## Bagian Latihan
A) Dalam artikel tentang prospek investasi di kawasan Asia, indikator ekonomi apa saja yang disebut sudah semakin membaik? Sebutkan semuanya.
B) Bisakah Anda melanjutkan artikel tentang prospek investasi di kawasan Asia, dimulai setelah kalimat terakhirnya?

## Kutipan Teks

========================

Reporter: Hikma Dirgantara | Editor: Anna Suci Perwitasari
KONTAN.CO.ID - JAKARTA. Kawasan Asia diproyeksikan masih menjadi pilihan investasi offshore yang menarik. Walaupun, secara valuasi sudah di atas rata-rata historis-nya serta masih terkena beberapa katalis negatif, secara prospek, kawasan Asia dinilai masih punya peluang dan potensi yang menjanjikan.
Portfolio Manager, Equity Manulife Aset Manajemen Indonesia Andrian Tanuwijaya mengatakan, di tengah berbagai dinamika pasar yang ada saat ini, pasar Asia justru menunjukkan potensi yang menarik.
“Beberapa indikator ekonomi seperti neraca transaksi berjalan, inflasi dan cadangan devisa sudah semakin membaik. Makro ekonomi yang semakin baik membuat Asia menjadi lebih resiliensi dalam menghadapi goncangan volatilitas di pasar global,” kata Andrian dalam rilis seeking Alpha edisi Mei yang diterima Kontan.co.id, Senin (10/5).

========================

Data penunjukan berbasis gambar:
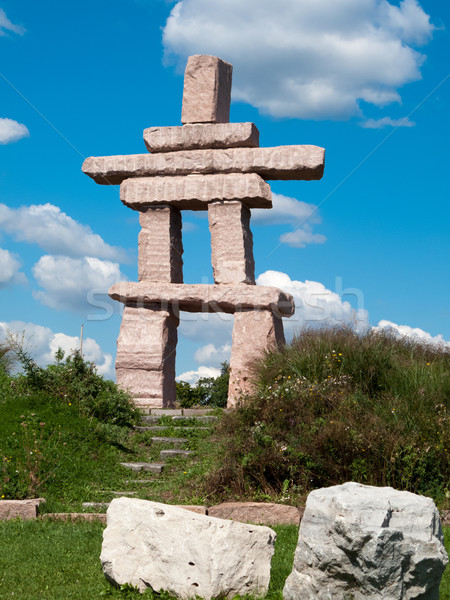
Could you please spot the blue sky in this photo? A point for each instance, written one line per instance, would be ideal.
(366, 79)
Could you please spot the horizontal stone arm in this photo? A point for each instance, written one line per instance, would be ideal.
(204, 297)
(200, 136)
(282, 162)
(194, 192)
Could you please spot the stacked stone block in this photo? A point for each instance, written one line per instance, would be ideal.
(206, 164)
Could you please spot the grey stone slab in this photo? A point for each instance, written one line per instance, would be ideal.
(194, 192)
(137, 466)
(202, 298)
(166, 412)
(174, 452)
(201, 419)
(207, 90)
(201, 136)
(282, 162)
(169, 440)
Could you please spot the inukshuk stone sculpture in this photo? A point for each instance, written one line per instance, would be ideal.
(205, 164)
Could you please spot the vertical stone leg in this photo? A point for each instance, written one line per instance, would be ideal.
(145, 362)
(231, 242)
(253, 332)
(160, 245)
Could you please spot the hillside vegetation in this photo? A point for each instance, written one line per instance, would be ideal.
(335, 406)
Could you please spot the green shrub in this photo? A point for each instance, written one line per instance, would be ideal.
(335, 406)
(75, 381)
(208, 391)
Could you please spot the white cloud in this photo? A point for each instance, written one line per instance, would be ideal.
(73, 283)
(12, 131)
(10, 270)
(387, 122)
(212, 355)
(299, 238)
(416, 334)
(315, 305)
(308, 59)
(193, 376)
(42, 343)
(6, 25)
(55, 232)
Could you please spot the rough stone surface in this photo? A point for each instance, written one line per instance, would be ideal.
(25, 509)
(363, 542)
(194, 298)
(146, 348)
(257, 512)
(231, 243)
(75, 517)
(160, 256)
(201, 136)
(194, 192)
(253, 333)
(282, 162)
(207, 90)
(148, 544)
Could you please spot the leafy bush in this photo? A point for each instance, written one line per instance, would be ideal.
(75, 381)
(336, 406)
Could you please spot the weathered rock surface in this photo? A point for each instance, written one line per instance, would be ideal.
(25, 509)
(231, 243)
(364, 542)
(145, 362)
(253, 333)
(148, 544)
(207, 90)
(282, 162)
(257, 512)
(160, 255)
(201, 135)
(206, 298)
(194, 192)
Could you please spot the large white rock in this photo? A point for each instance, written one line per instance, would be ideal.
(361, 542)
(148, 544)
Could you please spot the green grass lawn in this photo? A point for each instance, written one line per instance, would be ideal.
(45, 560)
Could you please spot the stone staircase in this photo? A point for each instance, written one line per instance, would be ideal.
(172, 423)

========================

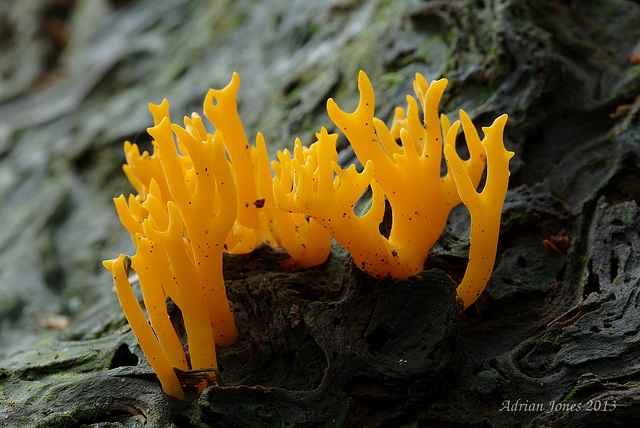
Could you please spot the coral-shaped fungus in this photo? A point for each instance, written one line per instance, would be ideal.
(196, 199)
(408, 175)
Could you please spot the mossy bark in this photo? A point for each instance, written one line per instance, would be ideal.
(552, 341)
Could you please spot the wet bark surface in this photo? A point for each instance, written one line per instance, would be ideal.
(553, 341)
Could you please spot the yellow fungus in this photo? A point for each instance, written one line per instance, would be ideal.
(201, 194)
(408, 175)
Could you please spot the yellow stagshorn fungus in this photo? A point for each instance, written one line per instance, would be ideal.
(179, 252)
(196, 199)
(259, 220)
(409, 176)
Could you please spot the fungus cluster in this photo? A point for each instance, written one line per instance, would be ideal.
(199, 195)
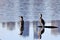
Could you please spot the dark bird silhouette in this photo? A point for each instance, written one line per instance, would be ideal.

========================

## Jawaban Anda
A) Neraca transaksi berjalan, inflasi, dan cadangan devisa.

B)
Lebih lanjut, dia melihat, Asia sebagai bagian penting dari rantai pasokan global, akan diuntungkan oleh pemulihan ekonomi global. Selain itu, dengan membaiknya selera risiko global, kepemilikan asing yang relatif rendah dan tren kebijakan moneter/fiskal yang masih akomodatif diharapkan dapat menambah daya tarik investasi ke pasar Asia untuk mencari imbal hasil yang lebih atraktif.
Sementara itu, pasar Asia juga akan diuntungkan dari pemulihan ekonomi Amerika Serikat (AS) seiring meningkatnya aktivitas perdagangan di Asia. Secara historis defisit neraca berjalan di AS merupakan refleksi dari surplus neraca berjalan di Asia di mana pemulihan aktivitas ekonomi AS cenderung mendorong permintaan dan ekspor dari Asia.
Baca Juga: IHSG melemah ke 5.921 pada akhir sesi I hari ini (11/5), asing lepas BBRI, AMRT, INKP
Walau demikian. pasar Asia saat ini tengah diterpa sentimen negatif berupa melonjaknya kasus Covid-19 di India dan sejumlah wilayah lainnya.
Namun Andrian justru tidak terlalu khawatir mengenai dampaknya. Pasalnya, kini India lebih mengedepankan mitigasi berupa vaksinasi ketimbang lockdown. Apalagi, India merupakan salah satu negara yang punya kapasitas vaksin yang cukup untuk memvaksinasi penduduknya.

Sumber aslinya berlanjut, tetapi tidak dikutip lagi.